--- Begin Provided text ---

"Core Convenience Stores Rebound"... GS Retail's Q3 Operating Profit Up 31.6% Year-on-Year
1. 111.1 Billion Won... Surpassing Consensus by 17.4%
2. Convenience Store Operating Profit at 85.1 Billion Won... Driving Overall Results
3. Focus on Consumption Coupon Impact and High-Quality Store Expansion Strategy
4. "Solidifying Core Business Delivers Results"
GS Retail achieved a rebound in third-quarter results this year by focusing on solid management centered on its core business, particularly the strong performance of its convenience store operations.
K-Pop Demon Hunters products, a collaboration between Nongshim and Netflix, are displayed at the GS25 convenience store in Terminal 2 of Incheon International Airport. Photo by Yonhap News Agency
View original imageOn November 6, GS Retail announced in a regulatory filing that its consolidated operating profit for the third quarter of this year was provisionally tallied at 111.1 billion won, up 31.6% from the same period last year. This figure far exceeds securities firms’ consensus estimate of a 17.4% increase in operating profit. Revenue reached 3.2054 trillion won, a 5.3% year-on-year increase, marking the highest quarterly sales in the company’s history.
In detail, operating profit from convenience stores through GS25 rose 16.7% year-on-year to 85.1 billion won, leading the overall results. During the same period, revenue from the convenience store segment increased by 6.1% to 2.449 trillion won compared to last year. This growth partially reflects the impact of government-issued livelihood recovery consumption coupons distributed since July. Convenience stores were the only major offline retail sector designated as eligible for these coupons, benefiting from the policy.
Additionally, the company explained that its profitability-focused strategy of opening high-quality new stores resulted in newly opened stores this year outperforming the average sales of all stores. Existing stores that have been in operation for over one year also saw a 4.4% sales increase, attributed to initiatives such as scrap-and-build projects (expanding store size or relocating to better locations) and the success of differentiated products.

--- End Provided text ---
--- Begin Exercise inputs ---

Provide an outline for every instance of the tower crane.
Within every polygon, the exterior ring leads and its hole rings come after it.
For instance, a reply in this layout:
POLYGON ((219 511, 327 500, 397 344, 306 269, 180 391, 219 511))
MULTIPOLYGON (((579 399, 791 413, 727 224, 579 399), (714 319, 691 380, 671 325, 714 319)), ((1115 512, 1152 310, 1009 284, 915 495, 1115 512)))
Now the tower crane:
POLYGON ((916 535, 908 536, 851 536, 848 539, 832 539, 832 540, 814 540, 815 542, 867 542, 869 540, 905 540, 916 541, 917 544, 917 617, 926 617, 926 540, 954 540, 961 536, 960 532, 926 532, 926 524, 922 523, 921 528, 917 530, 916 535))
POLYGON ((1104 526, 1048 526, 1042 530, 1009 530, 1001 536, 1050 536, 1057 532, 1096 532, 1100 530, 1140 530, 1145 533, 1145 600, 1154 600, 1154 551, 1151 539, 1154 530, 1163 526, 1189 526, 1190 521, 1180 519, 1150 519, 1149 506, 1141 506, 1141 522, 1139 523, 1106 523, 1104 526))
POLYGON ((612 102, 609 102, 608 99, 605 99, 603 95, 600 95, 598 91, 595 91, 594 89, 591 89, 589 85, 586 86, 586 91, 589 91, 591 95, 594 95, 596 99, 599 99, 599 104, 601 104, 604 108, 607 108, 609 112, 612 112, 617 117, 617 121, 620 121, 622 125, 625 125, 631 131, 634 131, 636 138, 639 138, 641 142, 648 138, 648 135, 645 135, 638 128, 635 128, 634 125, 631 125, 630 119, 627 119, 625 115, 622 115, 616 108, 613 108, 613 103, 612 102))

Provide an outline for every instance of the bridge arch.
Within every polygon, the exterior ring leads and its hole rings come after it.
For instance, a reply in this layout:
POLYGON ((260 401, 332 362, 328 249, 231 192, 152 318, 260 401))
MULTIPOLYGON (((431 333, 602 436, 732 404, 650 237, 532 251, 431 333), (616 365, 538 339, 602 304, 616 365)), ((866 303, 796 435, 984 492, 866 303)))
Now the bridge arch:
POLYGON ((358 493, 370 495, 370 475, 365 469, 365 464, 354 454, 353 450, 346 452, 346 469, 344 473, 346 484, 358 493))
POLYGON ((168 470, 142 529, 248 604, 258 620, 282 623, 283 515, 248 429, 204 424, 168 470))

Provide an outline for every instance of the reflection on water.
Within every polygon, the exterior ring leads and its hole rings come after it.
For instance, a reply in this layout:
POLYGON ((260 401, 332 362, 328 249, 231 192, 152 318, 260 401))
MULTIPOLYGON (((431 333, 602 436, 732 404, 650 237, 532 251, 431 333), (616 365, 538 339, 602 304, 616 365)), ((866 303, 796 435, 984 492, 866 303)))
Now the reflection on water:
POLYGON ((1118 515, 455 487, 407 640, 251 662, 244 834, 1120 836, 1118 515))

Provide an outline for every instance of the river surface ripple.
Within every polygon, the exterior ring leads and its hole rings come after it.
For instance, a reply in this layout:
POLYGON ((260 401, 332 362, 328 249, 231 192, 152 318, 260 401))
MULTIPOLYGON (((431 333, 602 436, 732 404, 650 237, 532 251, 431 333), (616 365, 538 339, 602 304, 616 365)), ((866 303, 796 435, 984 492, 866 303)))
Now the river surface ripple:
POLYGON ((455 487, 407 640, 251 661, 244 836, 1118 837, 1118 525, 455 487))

--- End Exercise inputs ---

→ **Written request 1**
Rewrite the records from their beginning through the line containing "Now the tower", inclusive, putting "construction crane" in place of "tower crane" and keeping everything else the same.
→ **Written request 2**
Write the next part of the GS Retail report, picking up after its last sentence.
The records are unrelated to the GS Retail report.

→ **Result 1**
Provide an outline for every instance of the construction crane.
Within every polygon, the exterior ring leads and its hole rings come after it.
For instance, a reply in this layout:
POLYGON ((219 511, 327 500, 397 344, 306 269, 180 391, 219 511))
MULTIPOLYGON (((579 399, 791 413, 727 224, 579 399), (714 319, 691 380, 671 325, 714 319)), ((1115 512, 1152 310, 1009 284, 915 495, 1115 512)))
Now the construction crane:

→ **Result 2**
Furthermore, the success of differentiated products such as Seoul Milk desserts, Netflix K-Pop Demon Hunters collaboration items, Anseongjae Highball, Eolbaksaja, and the Hyejaroun ready-to-eat meal series contributed to the earnings rebound.
Supermarket revenue, led by the GS The Fresh corporate supermarket (SSM), rose 8.5% year-on-year to 459.4 billion won. Quick commerce sales, achieved in collaboration with three delivery application companies, accounted for 7.6% of total supermarket sales during this period, demonstrating future growth potential. However, operating profit fell 33.8% to 9.2 billion won due to increased investment costs.
Home shopping sales declined 1.4% year-on-year to 247.5 billion won, and operating profit dropped 37.6% to 11.6 billion won, as TV viewership decreased and competition in online retail intensified.
In addition, development businesses such as real estate investment and tenant selection for offline shopping malls posted revenue of 8.3 billion won, up 2.2% from the same period last year, benefiting from a recovery in the rental business environment. Operating profit in this segment also improved, turning around from a 9 billion won loss last year. The common and other segments, including subsidiaries, saw sales decrease by 22.4% year-on-year to 41.7 billion won, but operating profit increased by 17.1 billion won, resulting in a 5.2 billion won surplus.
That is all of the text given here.